PROBLEM SET >>
[A] Decide whether each statement agrees with the Librux developer guide, answering yes or no and quoting the words of the guide that settle it: (i) The standard product install places Librux under /opt/librux. (ii) Normal tutorial development should start from a source checkout. (iii) Working with an editable Python SDK checkout calls for a dedicated virtual environment.
[B] Write the next part of the Librux developer guide, starting after its final sentence about the demo repository.

QUOTED TEXT >>
▬▬▬

Developer Guide
Use this section when you are writing, running, or testing Librux subsystems. It assumes that Librux is already installed and that you have completed Quickstart.
In Librux, native development usually means building one subsystem role and using existing packages for the rest of the robot composition. The role you choose defines the boundary you own.
Installed Runtime Or Source Checkout
Start from the installed runtime for normal tutorial, package, and subsystem development. The installer already places SDK payloads, tutorial packages, deployment manifests, and runtime tools under the selected prefix.
For the standard product install, that prefix is /opt/librux.
| Path | Purpose |
|---|---|
/opt/librux/sdk/python |
installed Python SDK wheel payload |
/opt/librux/sdk/cpp |
installed C++ SDK headers, libraries, and CMake files |
/opt/librux/tutorials |
guided cleaner robot tutorial source |
/opt/librux/tutorials/subsystems |
subsystem package roots used by the tutorial |
/opt/librux/tutorials/deployments |
staged and full robot deployment manifests |
/opt/librux/tutorials/advanced |
advanced tutorial fixtures |
/opt/librux/benchmarks |
installed benchmark runners, when included in the release |
Use a writable copy when you want to edit tutorial packages.
mkdir -p ~/librux-work
cp -R /opt/librux/tutorials ~/librux-work/tutorials
cd ~/librux-work
Use a source checkout only when you need editable project source.
- SDK implementation changes
- runtime or launcher changes
- documentation changes
- tutorial source contributions
- source-level tests or release verification
When using an editable Python SDK checkout, create a dedicated virtual environment. Run this from the source repository root.
python3 -m venv ~/librux-sdk-dev
. ~/librux-sdk-dev/bin/activate
python -m pip install -e sdk/python
Complete robotics demos live outside the guided installed tutorial path. Use the demo repository separately when you want larger example applications rather than the step-by-step cleaner tutorial.

▬▬▬

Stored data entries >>
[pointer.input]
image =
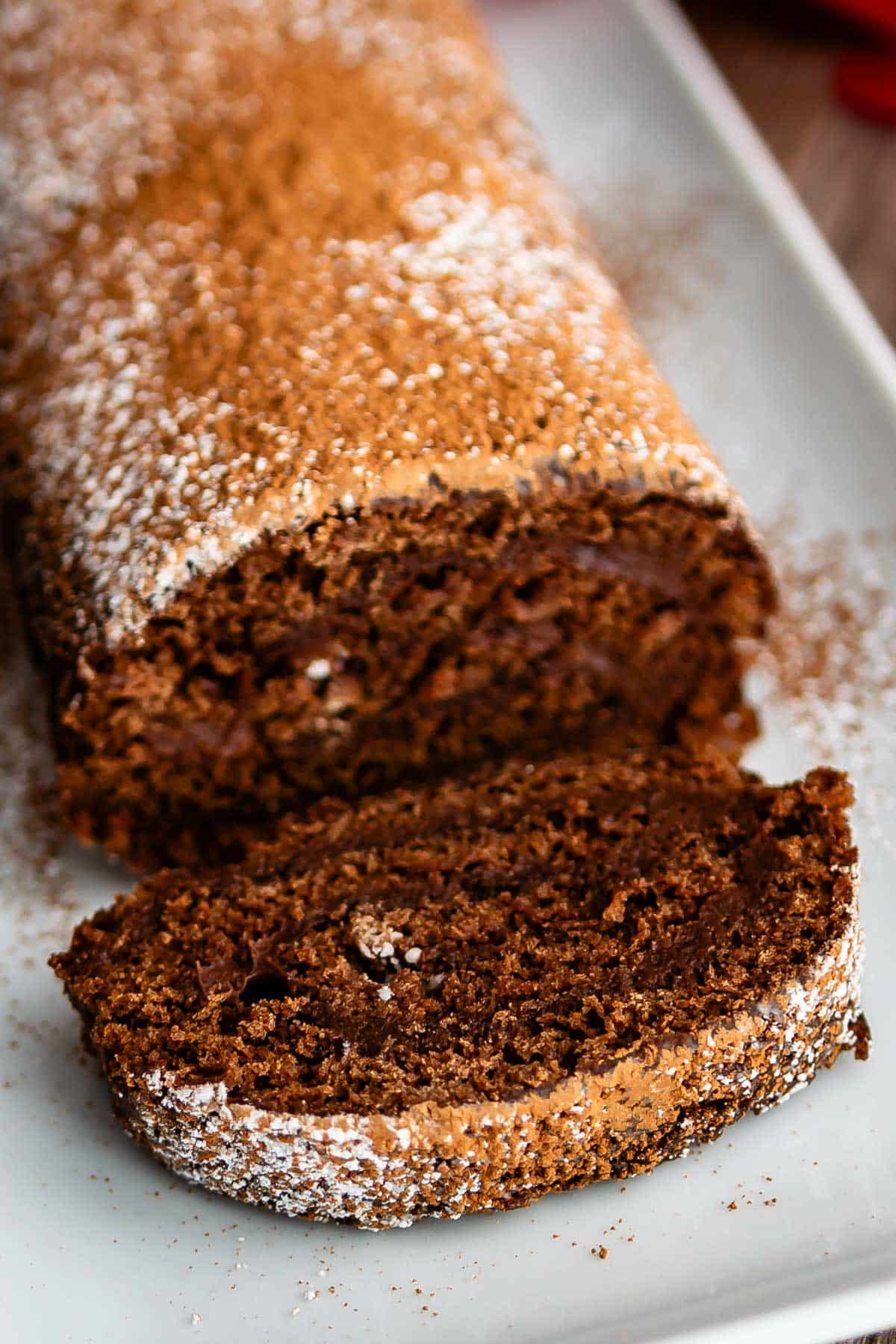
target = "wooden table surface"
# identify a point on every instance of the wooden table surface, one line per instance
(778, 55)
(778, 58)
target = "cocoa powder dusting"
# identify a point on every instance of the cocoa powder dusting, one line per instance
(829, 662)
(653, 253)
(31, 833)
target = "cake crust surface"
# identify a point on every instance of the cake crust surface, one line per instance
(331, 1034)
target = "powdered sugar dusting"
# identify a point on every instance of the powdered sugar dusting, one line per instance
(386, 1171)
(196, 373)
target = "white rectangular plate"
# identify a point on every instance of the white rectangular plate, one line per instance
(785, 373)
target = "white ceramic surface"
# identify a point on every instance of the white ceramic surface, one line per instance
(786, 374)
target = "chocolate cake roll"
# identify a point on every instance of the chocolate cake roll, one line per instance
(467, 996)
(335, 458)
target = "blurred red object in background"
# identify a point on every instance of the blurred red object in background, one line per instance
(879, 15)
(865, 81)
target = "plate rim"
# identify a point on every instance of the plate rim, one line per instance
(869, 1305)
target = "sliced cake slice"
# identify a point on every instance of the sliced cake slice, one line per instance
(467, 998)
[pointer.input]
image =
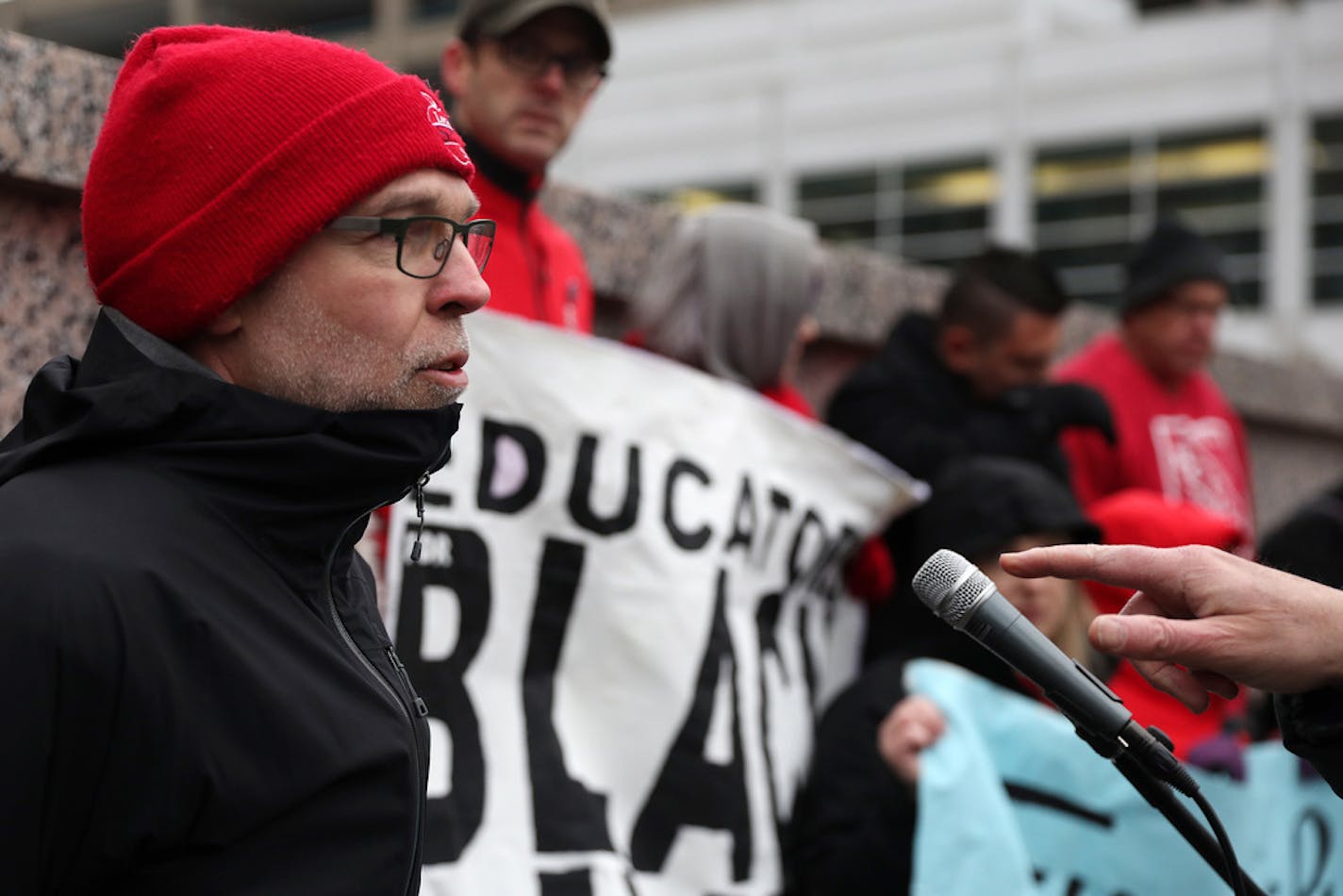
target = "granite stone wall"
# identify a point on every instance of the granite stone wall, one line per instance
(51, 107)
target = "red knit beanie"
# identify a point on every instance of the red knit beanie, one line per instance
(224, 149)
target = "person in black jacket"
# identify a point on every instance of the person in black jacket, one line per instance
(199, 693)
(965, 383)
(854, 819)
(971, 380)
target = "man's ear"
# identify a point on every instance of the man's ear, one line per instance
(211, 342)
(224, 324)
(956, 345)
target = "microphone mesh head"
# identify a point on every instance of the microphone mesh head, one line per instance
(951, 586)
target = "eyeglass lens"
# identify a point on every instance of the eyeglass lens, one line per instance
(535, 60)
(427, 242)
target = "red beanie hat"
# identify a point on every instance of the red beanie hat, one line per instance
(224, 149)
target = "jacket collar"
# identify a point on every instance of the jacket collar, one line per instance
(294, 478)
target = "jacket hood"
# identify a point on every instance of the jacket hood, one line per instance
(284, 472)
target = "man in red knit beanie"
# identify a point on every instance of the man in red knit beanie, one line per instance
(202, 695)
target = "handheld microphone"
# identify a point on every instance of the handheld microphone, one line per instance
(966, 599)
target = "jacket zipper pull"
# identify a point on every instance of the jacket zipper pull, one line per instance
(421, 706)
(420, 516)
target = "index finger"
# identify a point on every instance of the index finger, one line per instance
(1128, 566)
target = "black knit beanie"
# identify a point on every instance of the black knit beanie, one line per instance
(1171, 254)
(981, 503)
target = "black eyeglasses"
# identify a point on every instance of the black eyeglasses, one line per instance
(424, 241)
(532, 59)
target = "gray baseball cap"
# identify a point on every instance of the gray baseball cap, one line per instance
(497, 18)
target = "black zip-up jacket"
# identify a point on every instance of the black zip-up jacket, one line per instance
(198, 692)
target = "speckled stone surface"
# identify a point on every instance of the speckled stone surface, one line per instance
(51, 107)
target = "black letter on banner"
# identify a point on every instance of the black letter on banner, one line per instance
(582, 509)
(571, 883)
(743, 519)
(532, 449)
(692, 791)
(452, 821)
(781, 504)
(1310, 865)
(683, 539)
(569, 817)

▬▬▬

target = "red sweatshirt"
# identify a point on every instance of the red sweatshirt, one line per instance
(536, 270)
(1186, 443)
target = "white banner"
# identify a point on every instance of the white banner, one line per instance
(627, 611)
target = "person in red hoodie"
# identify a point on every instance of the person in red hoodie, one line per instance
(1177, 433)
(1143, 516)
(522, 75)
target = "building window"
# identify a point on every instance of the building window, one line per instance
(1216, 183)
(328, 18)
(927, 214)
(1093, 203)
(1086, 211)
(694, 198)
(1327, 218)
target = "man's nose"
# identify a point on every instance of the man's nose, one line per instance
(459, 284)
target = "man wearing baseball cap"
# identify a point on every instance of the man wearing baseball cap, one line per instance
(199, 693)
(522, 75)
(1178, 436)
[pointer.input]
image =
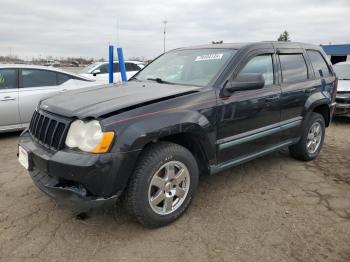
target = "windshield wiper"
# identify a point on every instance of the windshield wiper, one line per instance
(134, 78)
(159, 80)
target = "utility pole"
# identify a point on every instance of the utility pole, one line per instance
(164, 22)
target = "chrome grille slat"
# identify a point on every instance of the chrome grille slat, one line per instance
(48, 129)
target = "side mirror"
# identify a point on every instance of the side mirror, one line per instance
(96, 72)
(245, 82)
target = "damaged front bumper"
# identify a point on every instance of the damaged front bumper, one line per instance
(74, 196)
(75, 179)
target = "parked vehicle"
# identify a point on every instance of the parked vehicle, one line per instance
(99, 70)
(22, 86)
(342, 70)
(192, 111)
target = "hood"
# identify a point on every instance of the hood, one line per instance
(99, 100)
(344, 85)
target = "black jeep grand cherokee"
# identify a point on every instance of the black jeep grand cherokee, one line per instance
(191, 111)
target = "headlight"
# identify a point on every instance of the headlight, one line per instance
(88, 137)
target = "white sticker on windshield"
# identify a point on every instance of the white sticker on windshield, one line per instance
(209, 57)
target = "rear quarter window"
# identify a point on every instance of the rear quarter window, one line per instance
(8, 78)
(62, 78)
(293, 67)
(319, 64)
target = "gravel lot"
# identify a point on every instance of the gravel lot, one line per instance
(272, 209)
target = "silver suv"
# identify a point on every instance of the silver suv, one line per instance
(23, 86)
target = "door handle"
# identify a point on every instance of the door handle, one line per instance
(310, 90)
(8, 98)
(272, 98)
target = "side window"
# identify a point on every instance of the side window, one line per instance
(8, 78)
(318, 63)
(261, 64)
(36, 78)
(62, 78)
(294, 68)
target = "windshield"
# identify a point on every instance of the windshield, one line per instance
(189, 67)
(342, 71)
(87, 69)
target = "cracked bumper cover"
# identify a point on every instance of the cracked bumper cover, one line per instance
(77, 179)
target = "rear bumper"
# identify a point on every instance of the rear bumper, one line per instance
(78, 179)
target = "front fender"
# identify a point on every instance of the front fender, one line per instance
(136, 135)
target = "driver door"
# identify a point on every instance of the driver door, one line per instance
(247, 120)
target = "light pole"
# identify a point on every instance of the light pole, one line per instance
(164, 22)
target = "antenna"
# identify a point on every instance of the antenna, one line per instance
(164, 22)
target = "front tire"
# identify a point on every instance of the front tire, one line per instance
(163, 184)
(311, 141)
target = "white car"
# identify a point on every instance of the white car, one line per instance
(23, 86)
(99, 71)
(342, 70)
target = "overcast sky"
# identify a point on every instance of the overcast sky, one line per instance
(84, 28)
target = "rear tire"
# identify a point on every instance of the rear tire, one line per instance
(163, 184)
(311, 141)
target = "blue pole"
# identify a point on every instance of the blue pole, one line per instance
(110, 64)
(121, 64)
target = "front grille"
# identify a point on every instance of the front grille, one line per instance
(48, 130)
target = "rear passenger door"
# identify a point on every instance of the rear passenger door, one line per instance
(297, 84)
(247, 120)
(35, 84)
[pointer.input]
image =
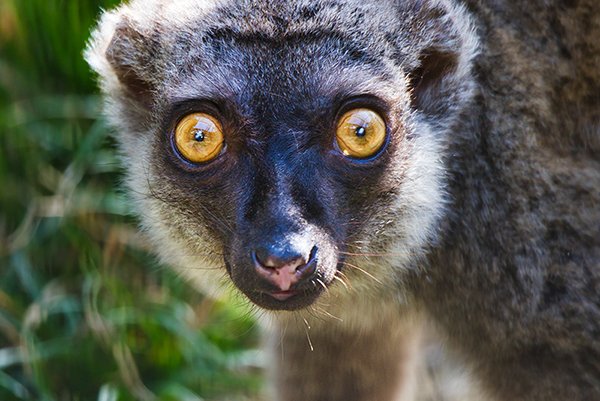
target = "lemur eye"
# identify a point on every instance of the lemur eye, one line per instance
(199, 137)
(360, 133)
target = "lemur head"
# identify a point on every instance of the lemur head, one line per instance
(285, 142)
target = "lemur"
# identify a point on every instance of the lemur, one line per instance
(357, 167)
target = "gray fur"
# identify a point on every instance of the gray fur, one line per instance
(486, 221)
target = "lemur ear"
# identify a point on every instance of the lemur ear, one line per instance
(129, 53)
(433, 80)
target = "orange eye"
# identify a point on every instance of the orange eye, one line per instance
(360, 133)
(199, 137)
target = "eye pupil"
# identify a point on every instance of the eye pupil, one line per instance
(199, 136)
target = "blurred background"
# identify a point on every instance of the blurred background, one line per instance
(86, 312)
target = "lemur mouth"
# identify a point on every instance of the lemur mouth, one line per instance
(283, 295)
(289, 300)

▬▬▬

FINAL RESULTS >>
[A]
(i) Yes: "For the standard product install, that prefix is /opt/librux."
(ii) No: "Start from the installed runtime for normal tutorial, package, and subsystem development."
(iii) Yes: "When using an editable Python SDK checkout, create a dedicated virtual environment."

[B]
Check The Installed SDKs
Source the installed environment before running tutorial packages or SDK code.
. /opt/librux/env.sh
Check the Python SDK.
python3 -c 'import librux; print("Librux Python SDK ready")'
Check the C++ SDK payload.
test -r /opt/librux/sdk/cpp/include/librux/wrapper/subsystem.hpp
find /opt/librux/sdk/cpp -maxdepth 4 \( -name 'liblibrux_cpp.*' -o -name 'librux_cppConfig.cmake' \) -print
Then check that the installed runtime services are reachable.
librux system status
librux resource status
curl -sf http://127.0.0.1:8001/api/v1/ready
If services were skipped during installation, register them first.
sudo /opt/librux/bin/librux system install --prefix /opt/librux
Choose The Subsystem Role You Are Building
Every native runtime unit is a subsystem. Each subsystem declares one role in
subsystem.yaml. Choose the role by the boundary you are contributing.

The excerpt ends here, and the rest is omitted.